(Point annotation dataset records)
▬▬▬
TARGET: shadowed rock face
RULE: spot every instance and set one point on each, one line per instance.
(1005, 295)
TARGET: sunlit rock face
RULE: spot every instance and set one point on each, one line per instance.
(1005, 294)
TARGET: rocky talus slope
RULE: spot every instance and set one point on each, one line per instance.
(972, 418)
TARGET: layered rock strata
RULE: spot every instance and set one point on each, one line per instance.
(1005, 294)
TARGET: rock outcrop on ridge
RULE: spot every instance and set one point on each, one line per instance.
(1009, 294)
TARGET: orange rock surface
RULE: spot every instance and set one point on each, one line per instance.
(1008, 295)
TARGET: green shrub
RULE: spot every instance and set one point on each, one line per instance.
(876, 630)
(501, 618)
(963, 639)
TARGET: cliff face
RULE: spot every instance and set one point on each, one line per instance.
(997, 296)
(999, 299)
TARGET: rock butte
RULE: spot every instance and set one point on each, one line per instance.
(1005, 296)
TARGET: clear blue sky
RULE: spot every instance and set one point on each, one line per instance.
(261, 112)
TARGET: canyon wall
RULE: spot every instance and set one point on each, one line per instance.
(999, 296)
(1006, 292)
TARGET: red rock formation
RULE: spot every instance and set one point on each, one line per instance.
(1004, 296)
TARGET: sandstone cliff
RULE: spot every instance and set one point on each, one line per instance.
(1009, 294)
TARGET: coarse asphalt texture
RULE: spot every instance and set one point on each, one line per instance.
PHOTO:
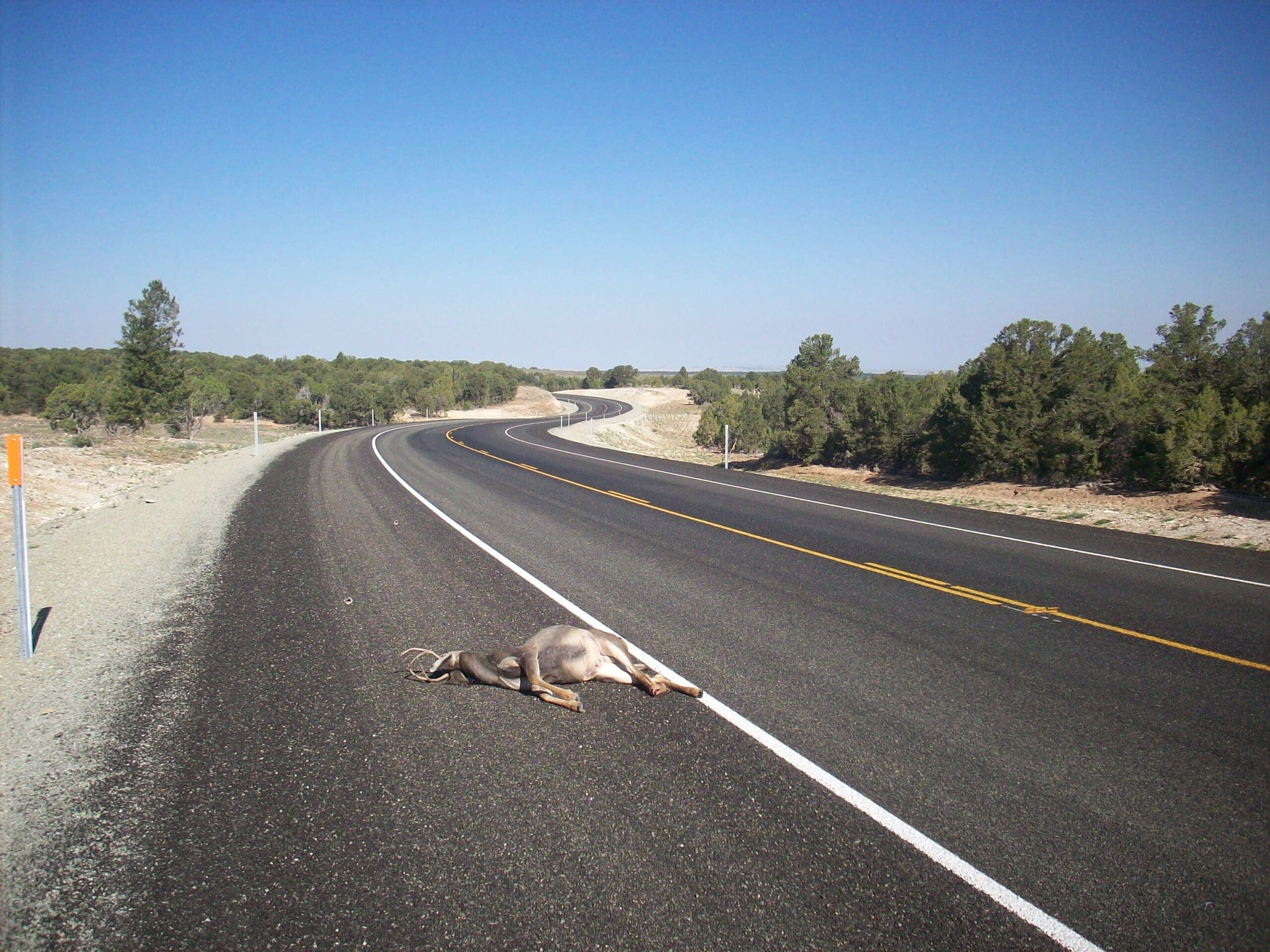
(282, 785)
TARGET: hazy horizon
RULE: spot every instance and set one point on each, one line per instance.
(573, 186)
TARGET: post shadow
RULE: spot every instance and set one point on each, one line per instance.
(41, 617)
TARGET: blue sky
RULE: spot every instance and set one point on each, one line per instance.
(563, 186)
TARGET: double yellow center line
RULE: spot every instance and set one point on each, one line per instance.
(876, 568)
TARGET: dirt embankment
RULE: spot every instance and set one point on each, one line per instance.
(665, 420)
(63, 480)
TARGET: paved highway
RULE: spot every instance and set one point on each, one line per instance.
(982, 731)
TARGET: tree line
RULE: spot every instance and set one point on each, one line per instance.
(1040, 404)
(149, 377)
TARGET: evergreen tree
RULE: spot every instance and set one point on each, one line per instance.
(820, 402)
(149, 373)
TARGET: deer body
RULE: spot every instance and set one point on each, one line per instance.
(562, 654)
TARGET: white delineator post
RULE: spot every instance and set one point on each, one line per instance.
(19, 546)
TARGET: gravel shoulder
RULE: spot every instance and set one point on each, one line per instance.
(103, 581)
(663, 422)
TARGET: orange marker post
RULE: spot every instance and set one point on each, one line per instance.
(19, 543)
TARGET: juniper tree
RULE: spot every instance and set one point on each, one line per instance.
(150, 372)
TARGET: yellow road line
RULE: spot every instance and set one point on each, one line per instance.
(876, 568)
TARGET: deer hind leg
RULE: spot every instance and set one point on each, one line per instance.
(690, 690)
(618, 656)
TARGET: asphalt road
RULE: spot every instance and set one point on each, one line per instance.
(290, 789)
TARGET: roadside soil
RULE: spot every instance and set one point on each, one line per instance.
(665, 420)
(63, 480)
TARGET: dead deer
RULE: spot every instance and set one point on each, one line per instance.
(557, 655)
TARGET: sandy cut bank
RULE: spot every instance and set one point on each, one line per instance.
(663, 422)
(102, 584)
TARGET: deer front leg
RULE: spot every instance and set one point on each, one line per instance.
(534, 676)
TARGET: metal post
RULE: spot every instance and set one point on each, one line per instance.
(19, 546)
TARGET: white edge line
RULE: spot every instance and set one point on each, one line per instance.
(883, 516)
(1064, 935)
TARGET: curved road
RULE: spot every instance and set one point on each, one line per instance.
(1076, 717)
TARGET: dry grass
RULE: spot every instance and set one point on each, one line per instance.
(63, 480)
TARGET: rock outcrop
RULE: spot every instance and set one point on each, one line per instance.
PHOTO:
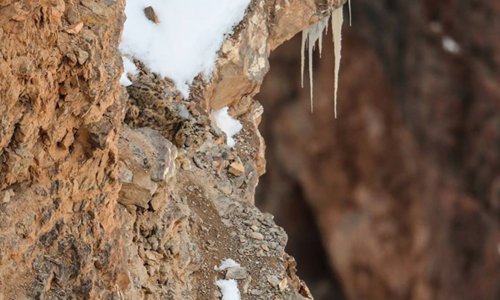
(404, 185)
(109, 193)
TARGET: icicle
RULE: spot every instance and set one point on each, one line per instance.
(337, 20)
(310, 48)
(305, 33)
(311, 35)
(350, 14)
▬▬▬
» Problem: Copy the data word for word. Pictures do not go in the copy.

» Answer:
TARGET: shadowed rock face
RULE: spot every instance and set one point on each, one line per instance.
(1005, 295)
TARGET: sunlit rock face
RULE: spot every instance and set one point on each, one line per instance.
(1005, 294)
TARGET: rocky talus slope
RULE: spot every instance and set one point on each, one line per instance.
(972, 418)
TARGET: layered rock strata
RULE: spot every instance and set one point on each, one line per instance.
(1005, 294)
TARGET: rock outcrop on ridge
RULE: spot every instance and set one point on each, one line per instance.
(1009, 294)
TARGET: orange rock surface
RULE: spot every instance and set one point on each, one line per instance.
(1008, 295)
TARGET: green shrub
RULE: spot every instance and set one point on each, one line per instance.
(876, 630)
(501, 618)
(963, 639)
TARGET: cliff face
RULE: spot every instance and set one point on each, one line per instance.
(997, 296)
(999, 299)
TARGET: rock butte
RULE: spot every instance and set one point on each, one line per instance.
(1005, 296)
TARGET: clear blue sky
RULE: spot every instance and set one point on each, one line per instance.
(261, 112)
TARGET: canyon wall
RULE: spot every instance and set one point on each, one line per instance.
(999, 296)
(1006, 292)
TARGET: red rock formation
RULE: spot every instance and set one point on each, one line per instance.
(1004, 296)
TARGET: sandstone cliff
RULE: spot every instance and set one point on each, one line per instance.
(1009, 294)
TARGET: coarse asphalt texture
RULE: spot every instance and set one point on each, one line per instance.
PHOTO:
(282, 785)
TARGET: hazy horizon
RULE: spot every instance and set one point on each, one line per instance.
(573, 186)
TARGET: post shadow
RULE: spot every instance and set one point on each, one line per instance.
(41, 617)
TARGET: blue sky
RULE: spot every instance and set one point on each, one line per instance.
(563, 186)
TARGET: double yellow center line
RULE: spot every instance and set one point on each, one line per instance.
(876, 568)
TARGET: dirt embankment
RULE: spot every instance and set one point on each, one line per instance.
(665, 420)
(63, 480)
TARGET: paved highway
RULE: spot every instance and set one point on each, one line per instance.
(982, 731)
TARGET: tree line
RULE: spot every instance and set one point on each, one line per instance.
(1040, 404)
(149, 377)
TARGET: evergreen tree
RULE: spot every instance and set one point on each, one line per instance.
(820, 402)
(149, 373)
TARGET: deer body
RULE: spot every instance and set one point on each, one line per instance.
(562, 654)
TARGET: white delineator post
RULE: spot every instance and set one point on each, one line per instance.
(19, 546)
TARGET: gravel shoulder
RULE: spot every instance and set one point on each, one line per instance.
(103, 581)
(663, 422)
TARGET: orange marker post
RULE: spot every instance and set one point on each, one line per instance.
(19, 543)
TARGET: juniper tree
RULE: spot every instance and set one point on each, one line per instance.
(150, 372)
TARGET: yellow road line
RULE: spot every instance and set one point on each, one line per instance.
(876, 568)
TARGET: deer hind leg
RULE: spot every instance and set one point on each, one line per instance.
(690, 690)
(618, 656)
TARGET: asphalt road
RULE: spot every instance and set one point on each, one line per instance.
(290, 789)
TARGET: roadside soil
RULE: spot every instance and set one point on each, one line per instance.
(665, 420)
(63, 480)
TARGET: dead deer
RULE: spot every instance and set one point on each, one line per instance.
(557, 655)
TARGET: sandy cut bank
RULE: spot every instance and set one point on each, one line per instance.
(663, 422)
(102, 584)
TARGET: deer front leg
RULE: spot every instance and set one point on each, one line per instance.
(534, 676)
TARGET: metal post
RULE: spot every instance and set one point on each, one line per instance.
(19, 546)
TARGET: white edge line
RULE: spot every instance and set one point on each, one line per instance.
(883, 516)
(1064, 935)
TARGET: curved road
RULE: spot every instance and set one point on each, one line per instance.
(1076, 717)
TARGET: dry grass
RULE: spot every instance and set one point on each, one line per instance.
(63, 480)
TARGET: rock outcrop
RULE: spot every instance and set one point on each, one line per instance.
PHOTO:
(404, 185)
(109, 193)
TARGET: icicle
RULE: spot every instance and set one point on each, one line per instance.
(337, 20)
(310, 48)
(305, 33)
(311, 35)
(350, 14)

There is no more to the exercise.